Extract every one of the lines below and reproduce them verbatim, with no alterations.

[Source data]
· · · ·

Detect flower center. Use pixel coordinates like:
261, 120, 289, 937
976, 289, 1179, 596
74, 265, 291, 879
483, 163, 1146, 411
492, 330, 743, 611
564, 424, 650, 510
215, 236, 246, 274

· · · ·

* Complete answer
Detect flower center. Use pixel coordinates like:
261, 120, 289, 937
976, 289, 1179, 596
74, 265, 291, 879
483, 163, 1146, 411
492, 330, 743, 611
564, 424, 650, 510
215, 236, 246, 274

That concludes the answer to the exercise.